* [ACTION ITEM] In the records that follow, count the lines where the string "pond" appears, and give the count with nothing added.

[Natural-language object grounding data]
· · · ·

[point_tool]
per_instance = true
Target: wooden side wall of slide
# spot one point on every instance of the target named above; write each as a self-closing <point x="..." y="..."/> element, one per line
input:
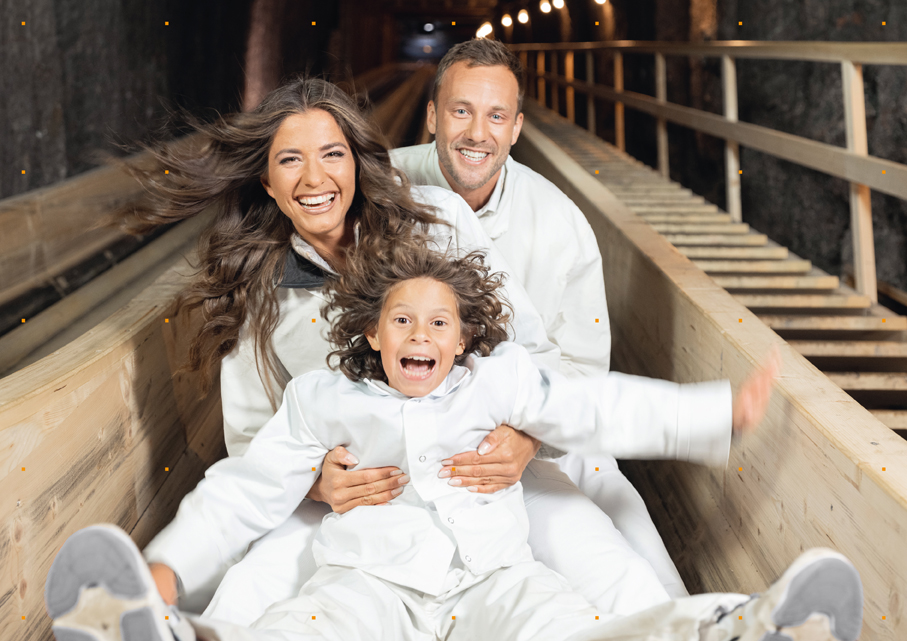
<point x="821" y="471"/>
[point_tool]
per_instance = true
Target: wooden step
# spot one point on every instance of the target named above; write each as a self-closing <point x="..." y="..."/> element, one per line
<point x="741" y="254"/>
<point x="679" y="208"/>
<point x="843" y="323"/>
<point x="703" y="219"/>
<point x="851" y="349"/>
<point x="895" y="419"/>
<point x="777" y="282"/>
<point x="870" y="381"/>
<point x="796" y="266"/>
<point x="699" y="228"/>
<point x="805" y="301"/>
<point x="718" y="240"/>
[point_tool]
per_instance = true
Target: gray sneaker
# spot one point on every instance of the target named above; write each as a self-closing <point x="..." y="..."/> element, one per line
<point x="99" y="588"/>
<point x="818" y="598"/>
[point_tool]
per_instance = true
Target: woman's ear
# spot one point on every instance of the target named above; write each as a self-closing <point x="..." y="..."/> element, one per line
<point x="372" y="337"/>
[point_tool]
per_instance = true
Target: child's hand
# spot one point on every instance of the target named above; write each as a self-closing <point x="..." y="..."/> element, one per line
<point x="753" y="396"/>
<point x="165" y="580"/>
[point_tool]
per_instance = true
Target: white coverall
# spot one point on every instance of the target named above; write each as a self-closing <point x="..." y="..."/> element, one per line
<point x="437" y="553"/>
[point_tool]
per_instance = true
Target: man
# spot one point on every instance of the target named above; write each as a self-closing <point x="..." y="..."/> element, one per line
<point x="476" y="116"/>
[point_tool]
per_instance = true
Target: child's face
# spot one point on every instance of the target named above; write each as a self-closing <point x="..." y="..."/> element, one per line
<point x="419" y="319"/>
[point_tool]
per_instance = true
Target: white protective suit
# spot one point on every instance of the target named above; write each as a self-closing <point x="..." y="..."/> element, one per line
<point x="423" y="559"/>
<point x="552" y="250"/>
<point x="569" y="533"/>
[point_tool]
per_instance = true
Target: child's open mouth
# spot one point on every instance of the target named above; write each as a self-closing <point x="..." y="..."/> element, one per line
<point x="417" y="368"/>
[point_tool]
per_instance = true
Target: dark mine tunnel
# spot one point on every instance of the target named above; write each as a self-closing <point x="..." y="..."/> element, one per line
<point x="687" y="190"/>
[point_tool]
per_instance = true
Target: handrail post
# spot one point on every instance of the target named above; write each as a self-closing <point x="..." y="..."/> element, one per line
<point x="568" y="73"/>
<point x="860" y="197"/>
<point x="540" y="70"/>
<point x="590" y="99"/>
<point x="555" y="85"/>
<point x="661" y="94"/>
<point x="619" y="131"/>
<point x="731" y="148"/>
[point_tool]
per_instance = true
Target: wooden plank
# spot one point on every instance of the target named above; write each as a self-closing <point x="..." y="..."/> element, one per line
<point x="895" y="419"/>
<point x="699" y="229"/>
<point x="886" y="176"/>
<point x="860" y="198"/>
<point x="805" y="301"/>
<point x="818" y="449"/>
<point x="702" y="219"/>
<point x="96" y="425"/>
<point x="731" y="148"/>
<point x="851" y="349"/>
<point x="845" y="323"/>
<point x="741" y="254"/>
<point x="718" y="240"/>
<point x="870" y="381"/>
<point x="871" y="53"/>
<point x="777" y="282"/>
<point x="754" y="266"/>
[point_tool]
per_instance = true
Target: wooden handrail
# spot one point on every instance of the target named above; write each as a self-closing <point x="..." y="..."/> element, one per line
<point x="854" y="164"/>
<point x="867" y="53"/>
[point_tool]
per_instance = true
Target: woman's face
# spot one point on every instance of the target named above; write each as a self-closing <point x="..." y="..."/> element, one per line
<point x="312" y="176"/>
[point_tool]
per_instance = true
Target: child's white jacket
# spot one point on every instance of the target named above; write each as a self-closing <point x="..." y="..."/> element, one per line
<point x="432" y="531"/>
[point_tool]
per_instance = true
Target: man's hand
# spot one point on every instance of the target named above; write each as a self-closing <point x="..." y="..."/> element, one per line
<point x="165" y="580"/>
<point x="498" y="463"/>
<point x="753" y="396"/>
<point x="343" y="490"/>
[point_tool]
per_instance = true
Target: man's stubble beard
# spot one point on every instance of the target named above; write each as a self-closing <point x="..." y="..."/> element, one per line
<point x="444" y="152"/>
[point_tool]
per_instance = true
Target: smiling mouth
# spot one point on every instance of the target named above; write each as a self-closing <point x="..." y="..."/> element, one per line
<point x="319" y="203"/>
<point x="473" y="157"/>
<point x="417" y="368"/>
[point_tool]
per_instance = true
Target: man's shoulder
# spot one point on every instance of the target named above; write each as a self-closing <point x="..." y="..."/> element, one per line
<point x="543" y="194"/>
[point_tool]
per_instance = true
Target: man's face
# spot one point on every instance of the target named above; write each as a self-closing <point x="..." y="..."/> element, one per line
<point x="475" y="122"/>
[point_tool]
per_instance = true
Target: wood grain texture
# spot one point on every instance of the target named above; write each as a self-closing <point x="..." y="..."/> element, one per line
<point x="811" y="476"/>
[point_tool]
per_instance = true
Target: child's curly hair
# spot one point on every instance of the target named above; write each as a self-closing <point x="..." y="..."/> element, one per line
<point x="368" y="279"/>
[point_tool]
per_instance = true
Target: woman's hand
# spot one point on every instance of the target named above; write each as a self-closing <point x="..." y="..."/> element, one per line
<point x="753" y="396"/>
<point x="343" y="490"/>
<point x="165" y="580"/>
<point x="498" y="463"/>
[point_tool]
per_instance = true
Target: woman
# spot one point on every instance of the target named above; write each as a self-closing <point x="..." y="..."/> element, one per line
<point x="298" y="183"/>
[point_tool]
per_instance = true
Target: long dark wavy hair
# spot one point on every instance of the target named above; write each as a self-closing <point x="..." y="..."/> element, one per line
<point x="356" y="298"/>
<point x="242" y="254"/>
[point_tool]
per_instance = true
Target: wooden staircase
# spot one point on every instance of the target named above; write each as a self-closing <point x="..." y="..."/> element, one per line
<point x="860" y="345"/>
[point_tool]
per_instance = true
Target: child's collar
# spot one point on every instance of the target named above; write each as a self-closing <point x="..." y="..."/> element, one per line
<point x="457" y="375"/>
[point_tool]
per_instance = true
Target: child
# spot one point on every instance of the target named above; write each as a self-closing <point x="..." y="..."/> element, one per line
<point x="426" y="371"/>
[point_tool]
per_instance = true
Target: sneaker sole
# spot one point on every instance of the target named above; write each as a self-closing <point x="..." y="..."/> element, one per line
<point x="99" y="589"/>
<point x="829" y="586"/>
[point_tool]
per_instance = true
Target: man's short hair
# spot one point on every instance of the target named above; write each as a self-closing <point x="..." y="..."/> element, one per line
<point x="480" y="52"/>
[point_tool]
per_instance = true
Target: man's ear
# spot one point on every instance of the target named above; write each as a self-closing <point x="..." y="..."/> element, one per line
<point x="372" y="337"/>
<point x="431" y="119"/>
<point x="517" y="127"/>
<point x="267" y="185"/>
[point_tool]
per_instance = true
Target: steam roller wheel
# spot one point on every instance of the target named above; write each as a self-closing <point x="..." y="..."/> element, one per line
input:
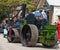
<point x="14" y="37"/>
<point x="29" y="35"/>
<point x="55" y="40"/>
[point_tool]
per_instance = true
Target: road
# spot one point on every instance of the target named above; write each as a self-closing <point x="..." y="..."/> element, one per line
<point x="4" y="45"/>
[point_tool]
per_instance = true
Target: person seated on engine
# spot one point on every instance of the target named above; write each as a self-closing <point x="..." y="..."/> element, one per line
<point x="44" y="20"/>
<point x="14" y="22"/>
<point x="38" y="17"/>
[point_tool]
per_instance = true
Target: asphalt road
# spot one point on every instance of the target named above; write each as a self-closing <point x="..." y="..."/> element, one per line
<point x="4" y="45"/>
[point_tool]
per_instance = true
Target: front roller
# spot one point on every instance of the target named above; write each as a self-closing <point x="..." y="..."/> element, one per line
<point x="13" y="36"/>
<point x="29" y="35"/>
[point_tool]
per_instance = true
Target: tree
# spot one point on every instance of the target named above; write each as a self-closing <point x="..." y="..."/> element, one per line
<point x="7" y="4"/>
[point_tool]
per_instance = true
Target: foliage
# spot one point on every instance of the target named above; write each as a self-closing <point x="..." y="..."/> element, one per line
<point x="5" y="5"/>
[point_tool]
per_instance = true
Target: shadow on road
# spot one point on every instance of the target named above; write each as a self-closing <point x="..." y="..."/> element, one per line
<point x="41" y="46"/>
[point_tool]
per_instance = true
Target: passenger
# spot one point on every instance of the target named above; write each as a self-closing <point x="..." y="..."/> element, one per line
<point x="14" y="22"/>
<point x="44" y="20"/>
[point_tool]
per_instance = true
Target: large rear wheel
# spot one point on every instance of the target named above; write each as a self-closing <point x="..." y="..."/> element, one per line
<point x="54" y="41"/>
<point x="29" y="35"/>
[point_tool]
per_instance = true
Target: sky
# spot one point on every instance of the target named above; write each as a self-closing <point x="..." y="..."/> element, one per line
<point x="54" y="2"/>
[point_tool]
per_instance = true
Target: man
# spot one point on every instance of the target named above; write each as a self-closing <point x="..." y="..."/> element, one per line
<point x="44" y="20"/>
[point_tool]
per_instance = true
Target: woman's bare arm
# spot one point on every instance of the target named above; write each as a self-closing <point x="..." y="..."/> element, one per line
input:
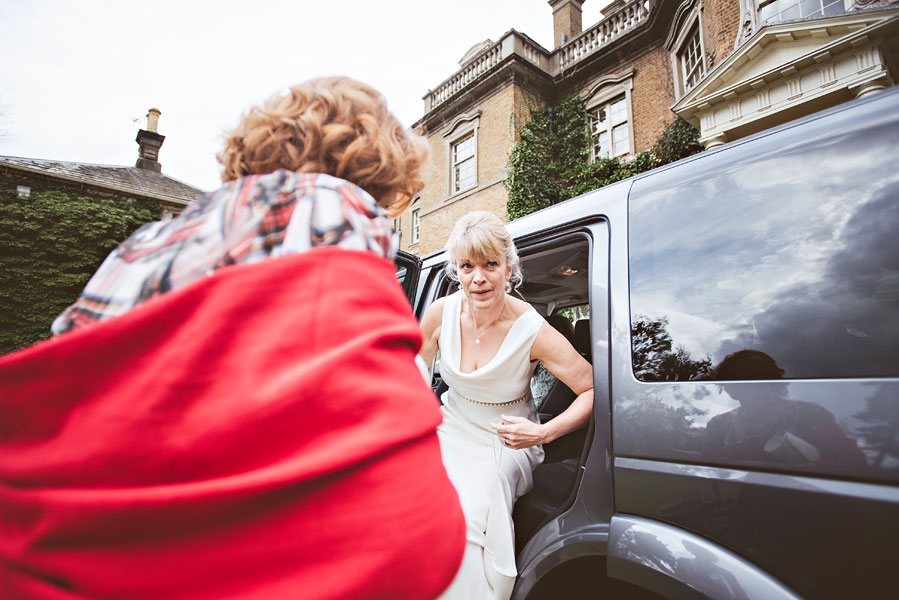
<point x="562" y="360"/>
<point x="430" y="330"/>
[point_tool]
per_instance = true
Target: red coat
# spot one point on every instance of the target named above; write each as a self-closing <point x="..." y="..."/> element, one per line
<point x="260" y="433"/>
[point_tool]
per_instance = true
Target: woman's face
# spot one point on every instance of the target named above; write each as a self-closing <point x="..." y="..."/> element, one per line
<point x="483" y="281"/>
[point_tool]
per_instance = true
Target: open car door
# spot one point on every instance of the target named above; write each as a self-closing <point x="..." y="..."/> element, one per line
<point x="408" y="268"/>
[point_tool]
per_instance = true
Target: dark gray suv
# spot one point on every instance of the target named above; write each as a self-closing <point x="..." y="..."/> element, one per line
<point x="741" y="312"/>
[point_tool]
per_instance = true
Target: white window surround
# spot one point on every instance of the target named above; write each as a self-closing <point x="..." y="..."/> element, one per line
<point x="603" y="95"/>
<point x="457" y="135"/>
<point x="686" y="45"/>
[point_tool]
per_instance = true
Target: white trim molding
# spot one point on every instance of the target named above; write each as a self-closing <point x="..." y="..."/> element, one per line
<point x="789" y="69"/>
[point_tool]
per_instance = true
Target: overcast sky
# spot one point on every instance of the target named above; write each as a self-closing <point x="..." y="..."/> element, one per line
<point x="77" y="78"/>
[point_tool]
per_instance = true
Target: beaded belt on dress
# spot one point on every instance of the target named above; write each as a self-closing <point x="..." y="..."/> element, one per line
<point x="473" y="401"/>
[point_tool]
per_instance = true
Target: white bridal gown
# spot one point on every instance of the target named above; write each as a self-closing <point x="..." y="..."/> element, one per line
<point x="488" y="476"/>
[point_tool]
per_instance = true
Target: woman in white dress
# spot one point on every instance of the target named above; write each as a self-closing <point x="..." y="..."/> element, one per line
<point x="490" y="438"/>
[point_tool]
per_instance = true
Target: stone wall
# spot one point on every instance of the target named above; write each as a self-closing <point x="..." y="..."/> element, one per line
<point x="11" y="178"/>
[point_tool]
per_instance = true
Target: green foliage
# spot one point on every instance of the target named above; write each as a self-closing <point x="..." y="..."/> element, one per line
<point x="50" y="245"/>
<point x="551" y="161"/>
<point x="678" y="140"/>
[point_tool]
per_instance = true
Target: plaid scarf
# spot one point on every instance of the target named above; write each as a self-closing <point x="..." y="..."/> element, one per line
<point x="245" y="221"/>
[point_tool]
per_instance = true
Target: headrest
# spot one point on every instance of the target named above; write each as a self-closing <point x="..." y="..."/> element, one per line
<point x="563" y="325"/>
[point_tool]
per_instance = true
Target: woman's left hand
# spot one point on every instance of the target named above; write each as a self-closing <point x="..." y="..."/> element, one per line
<point x="518" y="433"/>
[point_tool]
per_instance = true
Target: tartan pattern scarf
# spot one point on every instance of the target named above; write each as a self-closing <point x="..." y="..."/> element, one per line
<point x="245" y="221"/>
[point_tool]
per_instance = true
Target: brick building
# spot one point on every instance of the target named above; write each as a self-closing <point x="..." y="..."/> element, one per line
<point x="730" y="67"/>
<point x="143" y="181"/>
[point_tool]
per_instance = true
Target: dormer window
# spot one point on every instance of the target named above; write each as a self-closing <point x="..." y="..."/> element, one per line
<point x="780" y="11"/>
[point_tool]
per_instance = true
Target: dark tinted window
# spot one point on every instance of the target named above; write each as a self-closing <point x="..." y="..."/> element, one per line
<point x="787" y="246"/>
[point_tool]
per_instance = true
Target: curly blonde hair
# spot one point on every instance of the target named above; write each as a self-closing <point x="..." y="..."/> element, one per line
<point x="332" y="125"/>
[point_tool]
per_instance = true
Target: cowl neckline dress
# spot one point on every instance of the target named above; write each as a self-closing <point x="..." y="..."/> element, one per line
<point x="488" y="476"/>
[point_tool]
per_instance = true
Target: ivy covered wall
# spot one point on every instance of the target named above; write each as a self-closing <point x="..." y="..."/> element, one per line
<point x="551" y="161"/>
<point x="50" y="245"/>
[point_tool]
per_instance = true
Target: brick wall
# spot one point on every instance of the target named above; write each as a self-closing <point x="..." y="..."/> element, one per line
<point x="503" y="113"/>
<point x="720" y="24"/>
<point x="653" y="93"/>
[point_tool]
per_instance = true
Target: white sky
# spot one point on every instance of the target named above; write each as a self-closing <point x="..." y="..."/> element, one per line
<point x="77" y="78"/>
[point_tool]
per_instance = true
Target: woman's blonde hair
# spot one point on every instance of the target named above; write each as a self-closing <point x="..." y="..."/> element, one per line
<point x="480" y="235"/>
<point x="331" y="125"/>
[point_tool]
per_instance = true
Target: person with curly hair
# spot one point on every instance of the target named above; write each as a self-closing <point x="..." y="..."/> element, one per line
<point x="232" y="407"/>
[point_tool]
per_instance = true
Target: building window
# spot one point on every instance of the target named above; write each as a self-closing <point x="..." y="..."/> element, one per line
<point x="416" y="224"/>
<point x="464" y="173"/>
<point x="609" y="129"/>
<point x="779" y="11"/>
<point x="690" y="58"/>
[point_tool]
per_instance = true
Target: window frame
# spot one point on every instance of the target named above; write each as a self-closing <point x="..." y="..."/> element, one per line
<point x="604" y="95"/>
<point x="415" y="223"/>
<point x="678" y="46"/>
<point x="466" y="126"/>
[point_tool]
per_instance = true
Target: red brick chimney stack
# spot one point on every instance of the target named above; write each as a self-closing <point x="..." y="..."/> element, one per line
<point x="150" y="141"/>
<point x="566" y="20"/>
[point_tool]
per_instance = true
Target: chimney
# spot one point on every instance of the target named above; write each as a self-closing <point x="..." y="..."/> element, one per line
<point x="566" y="20"/>
<point x="150" y="141"/>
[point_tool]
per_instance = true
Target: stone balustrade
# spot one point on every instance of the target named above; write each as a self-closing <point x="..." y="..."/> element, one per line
<point x="604" y="32"/>
<point x="629" y="16"/>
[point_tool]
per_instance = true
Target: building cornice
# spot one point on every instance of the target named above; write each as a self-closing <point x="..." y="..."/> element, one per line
<point x="784" y="65"/>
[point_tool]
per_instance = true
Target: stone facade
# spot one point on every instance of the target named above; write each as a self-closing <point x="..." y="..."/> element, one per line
<point x="644" y="51"/>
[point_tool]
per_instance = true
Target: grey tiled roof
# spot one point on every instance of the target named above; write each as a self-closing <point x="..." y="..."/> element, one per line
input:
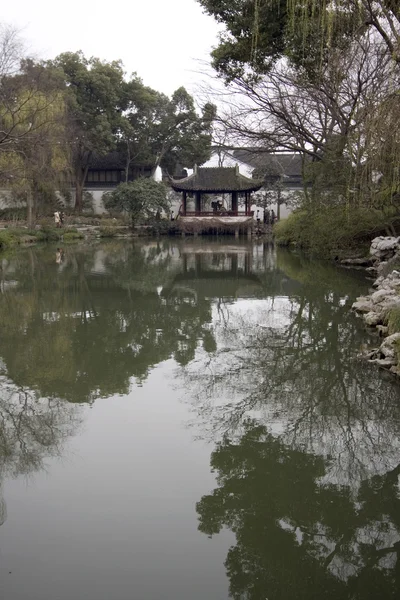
<point x="216" y="179"/>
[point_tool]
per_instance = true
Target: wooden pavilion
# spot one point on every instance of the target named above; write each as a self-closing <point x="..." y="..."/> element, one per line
<point x="216" y="181"/>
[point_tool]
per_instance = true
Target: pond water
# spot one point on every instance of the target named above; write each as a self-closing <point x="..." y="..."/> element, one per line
<point x="188" y="419"/>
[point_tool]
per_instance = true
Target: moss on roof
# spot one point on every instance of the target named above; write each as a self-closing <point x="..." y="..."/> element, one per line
<point x="216" y="179"/>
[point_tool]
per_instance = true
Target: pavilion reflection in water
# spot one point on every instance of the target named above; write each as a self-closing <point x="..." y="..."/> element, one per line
<point x="226" y="272"/>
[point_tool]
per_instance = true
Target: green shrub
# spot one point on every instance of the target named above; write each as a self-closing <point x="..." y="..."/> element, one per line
<point x="332" y="230"/>
<point x="6" y="239"/>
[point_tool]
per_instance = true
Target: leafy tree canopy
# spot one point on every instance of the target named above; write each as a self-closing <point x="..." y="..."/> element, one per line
<point x="142" y="198"/>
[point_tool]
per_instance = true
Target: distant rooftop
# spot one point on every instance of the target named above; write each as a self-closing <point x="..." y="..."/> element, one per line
<point x="269" y="165"/>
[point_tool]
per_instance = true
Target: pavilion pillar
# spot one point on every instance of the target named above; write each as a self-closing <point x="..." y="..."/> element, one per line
<point x="234" y="201"/>
<point x="184" y="198"/>
<point x="197" y="201"/>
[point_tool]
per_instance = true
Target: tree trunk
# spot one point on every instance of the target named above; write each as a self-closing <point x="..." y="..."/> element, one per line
<point x="278" y="206"/>
<point x="80" y="177"/>
<point x="29" y="209"/>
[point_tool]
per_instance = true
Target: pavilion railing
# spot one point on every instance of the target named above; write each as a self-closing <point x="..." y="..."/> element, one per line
<point x="218" y="213"/>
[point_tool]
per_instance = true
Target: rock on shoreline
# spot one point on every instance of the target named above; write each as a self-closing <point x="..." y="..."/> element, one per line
<point x="376" y="307"/>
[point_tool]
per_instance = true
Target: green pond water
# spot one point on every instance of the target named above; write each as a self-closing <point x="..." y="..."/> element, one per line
<point x="188" y="420"/>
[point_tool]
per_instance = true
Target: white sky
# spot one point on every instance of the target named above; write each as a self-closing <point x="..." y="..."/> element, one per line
<point x="162" y="40"/>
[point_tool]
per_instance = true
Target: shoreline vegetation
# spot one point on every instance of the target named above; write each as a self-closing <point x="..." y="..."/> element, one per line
<point x="335" y="232"/>
<point x="380" y="309"/>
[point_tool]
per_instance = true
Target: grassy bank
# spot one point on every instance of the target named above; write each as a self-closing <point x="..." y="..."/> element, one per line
<point x="334" y="231"/>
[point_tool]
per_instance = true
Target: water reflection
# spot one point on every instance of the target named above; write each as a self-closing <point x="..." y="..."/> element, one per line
<point x="305" y="436"/>
<point x="307" y="447"/>
<point x="32" y="429"/>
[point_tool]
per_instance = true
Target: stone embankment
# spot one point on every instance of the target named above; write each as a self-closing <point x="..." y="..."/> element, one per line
<point x="381" y="309"/>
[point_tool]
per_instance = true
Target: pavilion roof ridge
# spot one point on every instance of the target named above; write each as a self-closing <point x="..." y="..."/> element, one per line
<point x="216" y="179"/>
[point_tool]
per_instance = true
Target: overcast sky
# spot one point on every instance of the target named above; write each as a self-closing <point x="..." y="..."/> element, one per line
<point x="164" y="41"/>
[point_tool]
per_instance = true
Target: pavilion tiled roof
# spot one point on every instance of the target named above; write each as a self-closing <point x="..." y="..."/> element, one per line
<point x="216" y="179"/>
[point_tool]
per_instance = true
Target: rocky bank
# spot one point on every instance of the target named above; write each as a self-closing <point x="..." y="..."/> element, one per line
<point x="380" y="308"/>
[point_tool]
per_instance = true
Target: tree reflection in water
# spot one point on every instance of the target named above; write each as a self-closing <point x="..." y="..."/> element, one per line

· · · ·

* [WRITTEN ANSWER] 2